| Texto del ejercicio |

**** y 1/2
Carla Simón se está afianzando como una de las mejores cineastas españolas contemporáneas. Es una directora que en tres largometrajes ha demostrado tener un discurso cinematográfico propio y se ha destapado como una narradora total con el mérito añadido de que casi todo su cine hasta el momento ha sido autobiográfico: una infancia y adolescencia difíciles con la ausencia de sus progenitores, toxicómanos y muertos en plena juventud por el SIDA, que la directora no ha dudado en narrarnos en un emotivo díptico que esta Romería complementa con Verano de 1993 (2017), otra joya como esta que nos ocupa. Es posible que esta nueva película no sea mejor que aquella, pero por si sola Romería es una película intensa, sensible, cambiante y sincera que muestra de un modo muy personal las sensaciones de una adolescente, alter ego de la directora y guionista, que busca lo que verdaderamente les sucedió a sus padres cuando entra por primera vez en contacto con su familia paterna en un entorno que le es totalmente extraño. Un viaje de maduración, descubrimiento y autoafirmación en donde utilizando el naturalismo documentalista próximo al tono de Verano combinándolo con experimentación, poesía visual y simbolismo se nos ofrece un relato tan encantador y atrayente como sutilmente terrible a veces y sobre todo muy creíble.

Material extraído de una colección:

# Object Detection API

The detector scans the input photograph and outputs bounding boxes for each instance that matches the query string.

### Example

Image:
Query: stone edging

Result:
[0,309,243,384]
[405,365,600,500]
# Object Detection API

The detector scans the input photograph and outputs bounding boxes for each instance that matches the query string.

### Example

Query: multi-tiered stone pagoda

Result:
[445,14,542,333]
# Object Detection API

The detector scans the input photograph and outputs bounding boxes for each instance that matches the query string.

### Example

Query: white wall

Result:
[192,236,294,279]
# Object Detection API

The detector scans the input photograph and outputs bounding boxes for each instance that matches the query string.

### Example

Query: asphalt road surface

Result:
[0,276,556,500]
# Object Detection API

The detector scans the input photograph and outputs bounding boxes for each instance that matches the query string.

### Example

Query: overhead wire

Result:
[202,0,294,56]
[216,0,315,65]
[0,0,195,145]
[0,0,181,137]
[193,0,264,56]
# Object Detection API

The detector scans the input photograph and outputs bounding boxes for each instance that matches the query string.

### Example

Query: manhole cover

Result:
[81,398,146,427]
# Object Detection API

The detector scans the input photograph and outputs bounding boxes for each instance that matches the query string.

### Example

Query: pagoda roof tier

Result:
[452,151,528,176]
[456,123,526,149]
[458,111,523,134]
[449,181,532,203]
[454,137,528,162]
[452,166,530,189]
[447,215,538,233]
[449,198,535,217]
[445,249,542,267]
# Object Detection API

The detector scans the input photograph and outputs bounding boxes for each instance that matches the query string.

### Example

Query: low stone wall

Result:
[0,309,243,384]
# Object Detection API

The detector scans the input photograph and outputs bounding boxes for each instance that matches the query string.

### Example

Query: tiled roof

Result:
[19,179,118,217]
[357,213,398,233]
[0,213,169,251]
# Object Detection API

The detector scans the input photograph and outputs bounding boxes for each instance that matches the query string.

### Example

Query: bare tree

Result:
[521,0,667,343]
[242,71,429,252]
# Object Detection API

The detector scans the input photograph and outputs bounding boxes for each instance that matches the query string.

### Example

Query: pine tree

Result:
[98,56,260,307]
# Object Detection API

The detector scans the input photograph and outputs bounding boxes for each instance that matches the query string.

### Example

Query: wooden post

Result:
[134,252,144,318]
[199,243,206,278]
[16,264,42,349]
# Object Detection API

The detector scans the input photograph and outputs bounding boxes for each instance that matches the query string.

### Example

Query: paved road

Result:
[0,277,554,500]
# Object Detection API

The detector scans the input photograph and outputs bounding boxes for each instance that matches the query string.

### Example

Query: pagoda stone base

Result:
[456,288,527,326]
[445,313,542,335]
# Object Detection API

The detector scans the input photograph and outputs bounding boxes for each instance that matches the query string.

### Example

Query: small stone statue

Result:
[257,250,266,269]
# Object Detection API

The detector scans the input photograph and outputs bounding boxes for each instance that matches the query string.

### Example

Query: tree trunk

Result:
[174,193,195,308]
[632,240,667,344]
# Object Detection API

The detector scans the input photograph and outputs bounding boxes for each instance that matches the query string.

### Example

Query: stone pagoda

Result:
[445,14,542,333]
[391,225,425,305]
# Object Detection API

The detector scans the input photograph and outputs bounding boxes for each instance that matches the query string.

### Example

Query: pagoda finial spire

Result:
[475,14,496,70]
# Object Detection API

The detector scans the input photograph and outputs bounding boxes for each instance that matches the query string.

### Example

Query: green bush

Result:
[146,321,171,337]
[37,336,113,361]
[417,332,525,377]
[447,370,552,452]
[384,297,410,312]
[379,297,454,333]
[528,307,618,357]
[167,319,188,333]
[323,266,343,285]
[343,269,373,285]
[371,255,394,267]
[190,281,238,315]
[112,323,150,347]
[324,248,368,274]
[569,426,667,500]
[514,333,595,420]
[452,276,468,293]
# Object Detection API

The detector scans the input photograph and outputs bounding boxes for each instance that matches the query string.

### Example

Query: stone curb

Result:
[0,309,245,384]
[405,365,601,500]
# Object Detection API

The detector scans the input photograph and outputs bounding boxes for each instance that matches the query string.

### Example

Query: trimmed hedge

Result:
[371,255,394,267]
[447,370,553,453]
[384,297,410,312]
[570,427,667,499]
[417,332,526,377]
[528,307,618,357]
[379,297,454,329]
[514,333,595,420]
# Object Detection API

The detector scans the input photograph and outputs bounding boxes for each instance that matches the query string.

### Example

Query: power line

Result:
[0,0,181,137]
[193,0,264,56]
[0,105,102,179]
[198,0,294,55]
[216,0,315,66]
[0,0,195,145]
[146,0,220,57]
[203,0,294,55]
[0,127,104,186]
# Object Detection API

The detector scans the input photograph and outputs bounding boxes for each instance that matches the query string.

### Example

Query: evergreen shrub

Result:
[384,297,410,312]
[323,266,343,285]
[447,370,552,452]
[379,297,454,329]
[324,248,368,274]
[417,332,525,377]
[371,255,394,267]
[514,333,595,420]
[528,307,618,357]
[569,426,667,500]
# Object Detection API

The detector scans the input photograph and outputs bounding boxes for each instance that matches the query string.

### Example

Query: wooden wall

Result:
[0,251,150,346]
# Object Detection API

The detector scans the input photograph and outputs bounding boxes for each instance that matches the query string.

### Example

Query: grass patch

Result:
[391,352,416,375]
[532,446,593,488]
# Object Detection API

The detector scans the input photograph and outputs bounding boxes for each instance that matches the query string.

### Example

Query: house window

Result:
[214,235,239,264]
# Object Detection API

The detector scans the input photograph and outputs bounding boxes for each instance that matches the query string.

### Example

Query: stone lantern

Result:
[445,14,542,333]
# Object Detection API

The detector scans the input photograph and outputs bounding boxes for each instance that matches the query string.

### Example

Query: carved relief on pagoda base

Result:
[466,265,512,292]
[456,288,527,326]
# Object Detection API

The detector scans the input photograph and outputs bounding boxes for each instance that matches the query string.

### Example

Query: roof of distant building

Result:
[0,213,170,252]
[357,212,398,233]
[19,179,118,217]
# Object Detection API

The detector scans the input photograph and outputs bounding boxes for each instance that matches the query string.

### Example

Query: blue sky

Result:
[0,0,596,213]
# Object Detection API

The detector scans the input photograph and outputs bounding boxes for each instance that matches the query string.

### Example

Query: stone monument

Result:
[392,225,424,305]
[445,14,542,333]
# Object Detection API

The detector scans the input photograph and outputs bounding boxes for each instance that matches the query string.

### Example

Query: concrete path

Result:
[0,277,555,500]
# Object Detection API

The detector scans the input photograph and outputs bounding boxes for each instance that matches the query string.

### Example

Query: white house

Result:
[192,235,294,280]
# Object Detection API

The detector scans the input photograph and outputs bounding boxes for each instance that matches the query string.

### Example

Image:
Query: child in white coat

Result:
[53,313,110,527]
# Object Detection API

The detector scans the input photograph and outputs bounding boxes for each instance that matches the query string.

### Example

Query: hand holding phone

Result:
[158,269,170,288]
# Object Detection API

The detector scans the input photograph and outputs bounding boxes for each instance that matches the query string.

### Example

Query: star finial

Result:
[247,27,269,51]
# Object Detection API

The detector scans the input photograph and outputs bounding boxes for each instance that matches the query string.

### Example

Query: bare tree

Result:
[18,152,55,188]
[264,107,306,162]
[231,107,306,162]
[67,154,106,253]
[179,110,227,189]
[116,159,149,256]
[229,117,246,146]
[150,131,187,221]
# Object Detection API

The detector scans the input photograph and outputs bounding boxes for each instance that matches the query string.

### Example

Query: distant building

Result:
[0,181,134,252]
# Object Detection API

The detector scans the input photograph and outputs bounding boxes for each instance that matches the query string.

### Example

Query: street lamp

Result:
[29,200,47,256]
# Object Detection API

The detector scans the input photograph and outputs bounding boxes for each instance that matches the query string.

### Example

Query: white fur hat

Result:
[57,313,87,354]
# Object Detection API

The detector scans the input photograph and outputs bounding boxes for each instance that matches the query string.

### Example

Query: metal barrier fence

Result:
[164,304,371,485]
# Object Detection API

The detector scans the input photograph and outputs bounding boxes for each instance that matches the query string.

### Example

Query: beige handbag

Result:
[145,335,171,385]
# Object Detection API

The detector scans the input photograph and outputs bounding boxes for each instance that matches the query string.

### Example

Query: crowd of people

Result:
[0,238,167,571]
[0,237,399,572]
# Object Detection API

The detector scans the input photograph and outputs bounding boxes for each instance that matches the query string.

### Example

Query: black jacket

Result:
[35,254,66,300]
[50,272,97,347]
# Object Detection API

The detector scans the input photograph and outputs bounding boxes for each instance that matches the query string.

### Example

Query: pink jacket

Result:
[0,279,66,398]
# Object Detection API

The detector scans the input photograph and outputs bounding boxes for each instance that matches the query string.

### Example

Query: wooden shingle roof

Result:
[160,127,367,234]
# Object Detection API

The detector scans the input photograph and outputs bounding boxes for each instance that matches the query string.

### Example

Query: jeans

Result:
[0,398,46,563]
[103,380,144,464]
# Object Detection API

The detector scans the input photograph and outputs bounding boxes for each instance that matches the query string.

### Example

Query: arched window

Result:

| Tareas por hacer |
a. En la reseña sobre Romería, ¿con qué otra película de la directora forma Romería un díptico?
b. Enumera los adjetivos que siguen a "por si sola Romería es una película" en la reseña sobre Romería.

| Respuestas por tarea |
a. Con Verano de 1993 (2017).

b. intensa, sensible, cambiante, sincera